> [YOUR GOAL] Write the records out once more, so that nothing differs from the original.

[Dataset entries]
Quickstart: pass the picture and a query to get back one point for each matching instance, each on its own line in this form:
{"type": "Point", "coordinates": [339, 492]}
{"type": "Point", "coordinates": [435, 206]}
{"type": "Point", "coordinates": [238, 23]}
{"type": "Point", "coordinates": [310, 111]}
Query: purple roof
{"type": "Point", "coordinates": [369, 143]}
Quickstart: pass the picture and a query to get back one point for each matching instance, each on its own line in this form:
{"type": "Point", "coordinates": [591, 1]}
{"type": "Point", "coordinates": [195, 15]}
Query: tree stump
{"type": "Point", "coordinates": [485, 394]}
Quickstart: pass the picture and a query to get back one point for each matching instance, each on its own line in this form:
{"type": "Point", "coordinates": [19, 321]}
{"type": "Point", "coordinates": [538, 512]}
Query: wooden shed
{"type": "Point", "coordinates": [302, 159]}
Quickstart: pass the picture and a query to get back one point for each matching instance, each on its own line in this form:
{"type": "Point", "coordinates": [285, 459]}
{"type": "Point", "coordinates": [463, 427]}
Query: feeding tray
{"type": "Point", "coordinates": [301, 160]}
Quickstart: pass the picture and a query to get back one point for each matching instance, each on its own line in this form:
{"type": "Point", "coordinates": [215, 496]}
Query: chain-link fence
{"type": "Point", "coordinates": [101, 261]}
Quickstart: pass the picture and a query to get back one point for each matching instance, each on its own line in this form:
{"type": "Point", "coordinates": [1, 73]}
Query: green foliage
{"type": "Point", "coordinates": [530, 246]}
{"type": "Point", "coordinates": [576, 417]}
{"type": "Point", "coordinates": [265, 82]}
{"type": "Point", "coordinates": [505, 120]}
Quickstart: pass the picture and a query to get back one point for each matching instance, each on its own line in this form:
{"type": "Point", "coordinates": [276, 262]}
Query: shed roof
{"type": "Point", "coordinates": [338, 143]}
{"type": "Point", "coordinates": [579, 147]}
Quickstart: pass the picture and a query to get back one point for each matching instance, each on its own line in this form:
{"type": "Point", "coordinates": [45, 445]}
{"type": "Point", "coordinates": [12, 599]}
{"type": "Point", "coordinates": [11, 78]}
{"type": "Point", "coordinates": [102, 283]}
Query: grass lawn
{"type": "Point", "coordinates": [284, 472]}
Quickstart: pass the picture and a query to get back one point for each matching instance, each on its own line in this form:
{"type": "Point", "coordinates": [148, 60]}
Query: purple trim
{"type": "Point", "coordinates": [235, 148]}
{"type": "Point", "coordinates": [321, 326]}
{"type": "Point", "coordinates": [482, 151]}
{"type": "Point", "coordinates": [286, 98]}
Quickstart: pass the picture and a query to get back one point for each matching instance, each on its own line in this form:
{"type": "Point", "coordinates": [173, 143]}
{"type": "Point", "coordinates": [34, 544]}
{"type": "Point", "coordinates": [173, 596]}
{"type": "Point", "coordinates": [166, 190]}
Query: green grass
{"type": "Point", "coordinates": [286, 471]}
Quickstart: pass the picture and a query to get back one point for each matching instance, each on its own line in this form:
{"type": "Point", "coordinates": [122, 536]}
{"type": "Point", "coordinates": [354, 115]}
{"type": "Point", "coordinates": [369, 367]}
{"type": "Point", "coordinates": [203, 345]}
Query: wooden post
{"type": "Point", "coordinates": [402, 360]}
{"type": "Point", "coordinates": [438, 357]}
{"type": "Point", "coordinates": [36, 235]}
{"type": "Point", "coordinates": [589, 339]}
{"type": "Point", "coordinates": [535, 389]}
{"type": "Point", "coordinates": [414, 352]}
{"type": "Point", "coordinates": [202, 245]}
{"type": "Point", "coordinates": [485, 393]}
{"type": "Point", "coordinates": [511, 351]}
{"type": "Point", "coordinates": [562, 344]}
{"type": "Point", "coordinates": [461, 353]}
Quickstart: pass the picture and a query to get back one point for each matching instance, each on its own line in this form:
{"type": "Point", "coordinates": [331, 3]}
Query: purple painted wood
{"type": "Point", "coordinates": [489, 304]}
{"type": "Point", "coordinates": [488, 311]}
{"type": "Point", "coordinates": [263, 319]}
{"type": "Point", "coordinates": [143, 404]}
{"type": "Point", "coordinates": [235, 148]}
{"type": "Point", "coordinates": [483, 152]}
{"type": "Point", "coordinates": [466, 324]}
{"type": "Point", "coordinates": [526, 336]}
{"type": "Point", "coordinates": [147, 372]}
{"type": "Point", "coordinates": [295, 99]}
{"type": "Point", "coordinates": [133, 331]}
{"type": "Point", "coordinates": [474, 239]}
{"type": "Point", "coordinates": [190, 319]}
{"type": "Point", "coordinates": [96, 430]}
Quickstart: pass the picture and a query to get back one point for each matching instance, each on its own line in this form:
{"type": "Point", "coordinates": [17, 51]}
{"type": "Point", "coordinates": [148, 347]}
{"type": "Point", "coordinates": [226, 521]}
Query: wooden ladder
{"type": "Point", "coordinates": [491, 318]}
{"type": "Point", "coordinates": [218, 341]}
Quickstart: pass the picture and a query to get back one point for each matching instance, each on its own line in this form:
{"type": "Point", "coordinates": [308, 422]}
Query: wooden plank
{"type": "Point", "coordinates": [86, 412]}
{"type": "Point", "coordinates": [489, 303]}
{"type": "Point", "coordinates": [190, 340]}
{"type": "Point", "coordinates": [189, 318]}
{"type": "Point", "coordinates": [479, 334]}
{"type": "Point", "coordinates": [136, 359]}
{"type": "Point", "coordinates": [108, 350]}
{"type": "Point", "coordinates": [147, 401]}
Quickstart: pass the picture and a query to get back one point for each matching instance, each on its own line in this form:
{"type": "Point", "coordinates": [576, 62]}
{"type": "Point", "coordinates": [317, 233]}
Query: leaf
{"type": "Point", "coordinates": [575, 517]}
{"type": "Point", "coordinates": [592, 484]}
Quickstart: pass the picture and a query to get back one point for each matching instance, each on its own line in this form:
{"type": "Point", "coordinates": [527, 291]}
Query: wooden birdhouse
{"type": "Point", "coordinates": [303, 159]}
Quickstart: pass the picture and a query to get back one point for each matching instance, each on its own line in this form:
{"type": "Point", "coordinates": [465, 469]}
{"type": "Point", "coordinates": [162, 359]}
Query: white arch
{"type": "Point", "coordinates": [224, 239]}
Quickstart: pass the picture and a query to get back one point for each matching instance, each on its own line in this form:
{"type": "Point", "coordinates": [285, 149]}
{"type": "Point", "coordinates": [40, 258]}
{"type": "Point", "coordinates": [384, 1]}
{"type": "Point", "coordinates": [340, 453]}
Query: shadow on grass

> [SOLUTION TO THE PROBLEM]
Quickstart: pass the picture and a query to get back one point for each matching instance, each on its own line in this form:
{"type": "Point", "coordinates": [339, 492]}
{"type": "Point", "coordinates": [435, 206]}
{"type": "Point", "coordinates": [238, 23]}
{"type": "Point", "coordinates": [310, 111]}
Query: purple roof
{"type": "Point", "coordinates": [369, 143]}
Quickstart: pass the picture and a query to get back one point for each matching instance, each on its own line in this form:
{"type": "Point", "coordinates": [591, 1]}
{"type": "Point", "coordinates": [195, 15]}
Query: tree stump
{"type": "Point", "coordinates": [485, 394]}
Quickstart: pass the picture and a query to get back one point for each matching instance, each on its own line in this form:
{"type": "Point", "coordinates": [19, 321]}
{"type": "Point", "coordinates": [538, 512]}
Query: wooden shed
{"type": "Point", "coordinates": [302, 159]}
Quickstart: pass the picture and a query to get back one point for each matching instance, each on its own line in this form:
{"type": "Point", "coordinates": [285, 459]}
{"type": "Point", "coordinates": [463, 427]}
Query: feeding tray
{"type": "Point", "coordinates": [301, 160]}
Quickstart: pass the picture and a query to get back one point for each matching instance, each on its own line in this form:
{"type": "Point", "coordinates": [215, 496]}
Query: chain-link fence
{"type": "Point", "coordinates": [101, 261]}
Quickstart: pass the picture and a query to get back one point for each matching instance, each on its own line in this form:
{"type": "Point", "coordinates": [1, 73]}
Query: green foliage
{"type": "Point", "coordinates": [530, 246]}
{"type": "Point", "coordinates": [576, 417]}
{"type": "Point", "coordinates": [265, 82]}
{"type": "Point", "coordinates": [505, 120]}
Quickstart: pass the picture and a query to get back one point for each matching instance, each on its own line in this form:
{"type": "Point", "coordinates": [276, 262]}
Query: shed roof
{"type": "Point", "coordinates": [338, 143]}
{"type": "Point", "coordinates": [579, 147]}
Quickstart: pass the picture and a query to get back one point for each matching instance, each on its own line in this form:
{"type": "Point", "coordinates": [45, 445]}
{"type": "Point", "coordinates": [12, 599]}
{"type": "Point", "coordinates": [11, 78]}
{"type": "Point", "coordinates": [102, 283]}
Query: grass lawn
{"type": "Point", "coordinates": [284, 472]}
Quickstart: pass the picture and a query to get back one point for each matching instance, each on its own line in this form:
{"type": "Point", "coordinates": [148, 60]}
Query: purple trim
{"type": "Point", "coordinates": [235, 148]}
{"type": "Point", "coordinates": [321, 326]}
{"type": "Point", "coordinates": [482, 151]}
{"type": "Point", "coordinates": [286, 98]}
Quickstart: pass the picture and a query to get back one point for each matching instance, each on its own line in this form:
{"type": "Point", "coordinates": [173, 143]}
{"type": "Point", "coordinates": [34, 544]}
{"type": "Point", "coordinates": [173, 596]}
{"type": "Point", "coordinates": [166, 190]}
Query: green grass
{"type": "Point", "coordinates": [286, 471]}
Quickstart: pass the picture and a query to get back one point for each matching instance, each on its own line in this form:
{"type": "Point", "coordinates": [122, 536]}
{"type": "Point", "coordinates": [354, 115]}
{"type": "Point", "coordinates": [369, 367]}
{"type": "Point", "coordinates": [203, 345]}
Query: wooden post
{"type": "Point", "coordinates": [402, 360]}
{"type": "Point", "coordinates": [438, 357]}
{"type": "Point", "coordinates": [36, 235]}
{"type": "Point", "coordinates": [589, 339]}
{"type": "Point", "coordinates": [535, 389]}
{"type": "Point", "coordinates": [414, 352]}
{"type": "Point", "coordinates": [202, 245]}
{"type": "Point", "coordinates": [485, 393]}
{"type": "Point", "coordinates": [511, 351]}
{"type": "Point", "coordinates": [562, 344]}
{"type": "Point", "coordinates": [461, 353]}
Quickstart: pass the picture and a query to get back one point for each matching instance, each on its own line in this form:
{"type": "Point", "coordinates": [331, 3]}
Query: purple painted wood
{"type": "Point", "coordinates": [489, 304]}
{"type": "Point", "coordinates": [488, 311]}
{"type": "Point", "coordinates": [263, 319]}
{"type": "Point", "coordinates": [143, 404]}
{"type": "Point", "coordinates": [235, 148]}
{"type": "Point", "coordinates": [483, 152]}
{"type": "Point", "coordinates": [466, 324]}
{"type": "Point", "coordinates": [526, 336]}
{"type": "Point", "coordinates": [147, 372]}
{"type": "Point", "coordinates": [295, 99]}
{"type": "Point", "coordinates": [133, 331]}
{"type": "Point", "coordinates": [474, 239]}
{"type": "Point", "coordinates": [190, 319]}
{"type": "Point", "coordinates": [96, 430]}
Quickstart: pass the picture and a query to get back one point for each matching instance, each on its own line in this form:
{"type": "Point", "coordinates": [17, 51]}
{"type": "Point", "coordinates": [148, 347]}
{"type": "Point", "coordinates": [226, 521]}
Query: wooden ladder
{"type": "Point", "coordinates": [491, 318]}
{"type": "Point", "coordinates": [218, 341]}
Quickstart: pass the picture and a query to get back one point for each matching instance, each on its own line in this form:
{"type": "Point", "coordinates": [308, 422]}
Query: wooden plank
{"type": "Point", "coordinates": [86, 412]}
{"type": "Point", "coordinates": [489, 303]}
{"type": "Point", "coordinates": [190, 340]}
{"type": "Point", "coordinates": [189, 318]}
{"type": "Point", "coordinates": [479, 334]}
{"type": "Point", "coordinates": [136, 359]}
{"type": "Point", "coordinates": [108, 350]}
{"type": "Point", "coordinates": [147, 401]}
Quickstart: pass the picture and a query to get back one point for each matching instance, each on its own line in this form:
{"type": "Point", "coordinates": [576, 62]}
{"type": "Point", "coordinates": [317, 233]}
Query: leaf
{"type": "Point", "coordinates": [575, 517]}
{"type": "Point", "coordinates": [592, 484]}
Quickstart: pass the picture and a query to get back one point for each matching instance, each on its own line in this form:
{"type": "Point", "coordinates": [527, 291]}
Query: wooden birdhouse
{"type": "Point", "coordinates": [303, 159]}
Quickstart: pass the picture and a query to get back one point for each matching instance, each on its own line in this form:
{"type": "Point", "coordinates": [465, 469]}
{"type": "Point", "coordinates": [162, 359]}
Query: white arch
{"type": "Point", "coordinates": [224, 239]}
Quickstart: pass the picture and a query to get back one point for each matching instance, each on its own line in this form:
{"type": "Point", "coordinates": [285, 149]}
{"type": "Point", "coordinates": [40, 258]}
{"type": "Point", "coordinates": [384, 1]}
{"type": "Point", "coordinates": [340, 453]}
Query: shadow on grass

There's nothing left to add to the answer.